• PROMPT: Display every line of the records that contains the string "blue", keeping each line unchanged. Matching is case-sensitive.

• ROWS:
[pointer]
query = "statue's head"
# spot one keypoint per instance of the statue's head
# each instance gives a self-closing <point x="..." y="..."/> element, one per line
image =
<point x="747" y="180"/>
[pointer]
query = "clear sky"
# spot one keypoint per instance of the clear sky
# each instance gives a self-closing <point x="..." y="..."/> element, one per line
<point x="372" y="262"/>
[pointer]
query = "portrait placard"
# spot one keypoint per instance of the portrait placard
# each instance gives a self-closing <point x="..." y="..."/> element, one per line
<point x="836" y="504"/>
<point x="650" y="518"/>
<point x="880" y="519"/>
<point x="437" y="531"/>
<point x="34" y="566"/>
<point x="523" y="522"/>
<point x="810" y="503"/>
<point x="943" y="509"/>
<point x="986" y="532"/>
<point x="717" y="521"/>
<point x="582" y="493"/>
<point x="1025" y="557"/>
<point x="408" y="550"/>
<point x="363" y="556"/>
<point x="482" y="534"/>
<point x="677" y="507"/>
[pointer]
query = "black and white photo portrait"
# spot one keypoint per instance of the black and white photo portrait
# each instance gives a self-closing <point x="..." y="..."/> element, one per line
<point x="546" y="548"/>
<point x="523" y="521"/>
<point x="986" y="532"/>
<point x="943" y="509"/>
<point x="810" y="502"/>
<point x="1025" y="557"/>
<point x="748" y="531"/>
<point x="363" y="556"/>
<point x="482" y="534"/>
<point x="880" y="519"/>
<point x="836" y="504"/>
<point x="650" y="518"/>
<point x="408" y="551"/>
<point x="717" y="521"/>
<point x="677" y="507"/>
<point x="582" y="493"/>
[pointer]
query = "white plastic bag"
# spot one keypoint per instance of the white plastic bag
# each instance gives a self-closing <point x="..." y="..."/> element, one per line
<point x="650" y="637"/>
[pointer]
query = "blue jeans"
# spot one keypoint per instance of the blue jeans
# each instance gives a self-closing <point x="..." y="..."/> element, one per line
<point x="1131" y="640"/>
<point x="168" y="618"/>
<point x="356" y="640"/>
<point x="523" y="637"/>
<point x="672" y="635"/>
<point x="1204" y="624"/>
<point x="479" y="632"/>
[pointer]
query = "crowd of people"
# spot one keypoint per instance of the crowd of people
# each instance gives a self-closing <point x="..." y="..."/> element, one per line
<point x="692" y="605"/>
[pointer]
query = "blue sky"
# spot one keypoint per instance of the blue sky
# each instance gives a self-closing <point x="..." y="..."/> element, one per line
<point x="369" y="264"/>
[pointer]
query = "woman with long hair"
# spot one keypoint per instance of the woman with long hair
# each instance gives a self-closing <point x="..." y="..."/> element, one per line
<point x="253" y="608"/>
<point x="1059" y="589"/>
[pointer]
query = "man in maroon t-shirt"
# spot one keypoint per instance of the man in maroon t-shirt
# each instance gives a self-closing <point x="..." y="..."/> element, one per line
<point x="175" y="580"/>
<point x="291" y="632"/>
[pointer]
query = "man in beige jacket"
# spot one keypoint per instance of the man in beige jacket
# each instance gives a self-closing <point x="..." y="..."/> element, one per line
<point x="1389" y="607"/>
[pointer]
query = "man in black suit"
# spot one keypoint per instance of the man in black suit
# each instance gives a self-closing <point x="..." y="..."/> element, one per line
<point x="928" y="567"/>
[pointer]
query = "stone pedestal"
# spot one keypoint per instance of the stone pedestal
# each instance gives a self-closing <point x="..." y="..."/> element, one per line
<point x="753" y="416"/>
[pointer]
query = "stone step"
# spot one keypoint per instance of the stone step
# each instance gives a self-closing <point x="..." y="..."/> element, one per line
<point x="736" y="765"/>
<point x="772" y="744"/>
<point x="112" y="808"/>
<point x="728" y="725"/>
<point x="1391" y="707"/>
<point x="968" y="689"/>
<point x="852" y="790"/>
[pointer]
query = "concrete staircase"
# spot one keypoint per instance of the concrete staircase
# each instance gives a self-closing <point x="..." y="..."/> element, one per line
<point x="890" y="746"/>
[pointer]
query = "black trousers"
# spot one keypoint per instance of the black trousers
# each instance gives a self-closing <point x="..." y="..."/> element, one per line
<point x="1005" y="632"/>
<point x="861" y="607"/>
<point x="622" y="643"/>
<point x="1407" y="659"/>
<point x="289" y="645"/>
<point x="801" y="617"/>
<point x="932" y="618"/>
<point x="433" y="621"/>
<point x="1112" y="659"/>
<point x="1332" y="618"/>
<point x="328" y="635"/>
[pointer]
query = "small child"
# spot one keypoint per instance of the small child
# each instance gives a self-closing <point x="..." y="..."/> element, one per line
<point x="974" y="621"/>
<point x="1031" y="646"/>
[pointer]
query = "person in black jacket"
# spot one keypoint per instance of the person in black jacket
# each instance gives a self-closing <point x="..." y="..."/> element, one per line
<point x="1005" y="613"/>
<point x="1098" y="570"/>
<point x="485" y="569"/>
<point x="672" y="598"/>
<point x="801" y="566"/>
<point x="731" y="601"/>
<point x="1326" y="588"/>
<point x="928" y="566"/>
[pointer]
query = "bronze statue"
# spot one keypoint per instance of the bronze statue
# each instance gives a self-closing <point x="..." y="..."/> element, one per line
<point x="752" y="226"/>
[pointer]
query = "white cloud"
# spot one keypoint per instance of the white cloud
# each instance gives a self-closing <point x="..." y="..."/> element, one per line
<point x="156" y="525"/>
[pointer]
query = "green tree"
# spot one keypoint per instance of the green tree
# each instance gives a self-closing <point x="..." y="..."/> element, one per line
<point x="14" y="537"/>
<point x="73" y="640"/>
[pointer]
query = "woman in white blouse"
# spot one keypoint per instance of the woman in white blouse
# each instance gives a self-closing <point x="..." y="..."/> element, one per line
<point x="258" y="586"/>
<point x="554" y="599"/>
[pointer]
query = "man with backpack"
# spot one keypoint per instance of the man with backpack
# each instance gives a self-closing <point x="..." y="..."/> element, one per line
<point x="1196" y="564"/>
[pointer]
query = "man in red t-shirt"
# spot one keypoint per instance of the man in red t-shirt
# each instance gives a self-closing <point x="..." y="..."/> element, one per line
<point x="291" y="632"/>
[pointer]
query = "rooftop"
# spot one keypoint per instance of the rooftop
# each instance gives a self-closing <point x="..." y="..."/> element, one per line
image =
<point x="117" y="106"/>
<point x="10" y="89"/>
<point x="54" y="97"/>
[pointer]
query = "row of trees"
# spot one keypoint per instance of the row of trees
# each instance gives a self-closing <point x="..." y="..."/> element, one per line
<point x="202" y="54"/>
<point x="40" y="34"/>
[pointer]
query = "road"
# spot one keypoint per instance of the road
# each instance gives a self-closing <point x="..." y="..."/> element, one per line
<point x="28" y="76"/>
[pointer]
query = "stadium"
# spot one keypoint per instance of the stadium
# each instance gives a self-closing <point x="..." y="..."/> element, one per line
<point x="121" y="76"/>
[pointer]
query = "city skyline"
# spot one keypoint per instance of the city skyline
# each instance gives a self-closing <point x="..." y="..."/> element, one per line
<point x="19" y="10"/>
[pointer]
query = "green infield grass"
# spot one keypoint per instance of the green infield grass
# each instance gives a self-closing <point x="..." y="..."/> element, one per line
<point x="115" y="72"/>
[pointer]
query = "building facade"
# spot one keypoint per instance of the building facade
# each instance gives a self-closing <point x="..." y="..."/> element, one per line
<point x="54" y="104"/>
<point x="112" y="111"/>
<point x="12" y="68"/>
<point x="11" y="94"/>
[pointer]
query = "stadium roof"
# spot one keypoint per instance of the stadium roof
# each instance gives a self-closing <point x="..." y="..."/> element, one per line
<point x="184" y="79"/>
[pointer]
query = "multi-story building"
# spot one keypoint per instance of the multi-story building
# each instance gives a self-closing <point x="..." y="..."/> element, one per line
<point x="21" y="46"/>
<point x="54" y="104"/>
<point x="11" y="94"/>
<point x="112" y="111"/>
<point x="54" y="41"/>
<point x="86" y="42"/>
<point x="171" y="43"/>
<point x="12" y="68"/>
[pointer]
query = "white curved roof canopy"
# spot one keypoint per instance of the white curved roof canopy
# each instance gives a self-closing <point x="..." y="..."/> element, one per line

• RESPONSE TO THE EXERCISE:
query = "blue jeans"
# spot one keypoint per instance of the blue jeans
query = "blue sky"
# spot one keypoint per instance of the blue sky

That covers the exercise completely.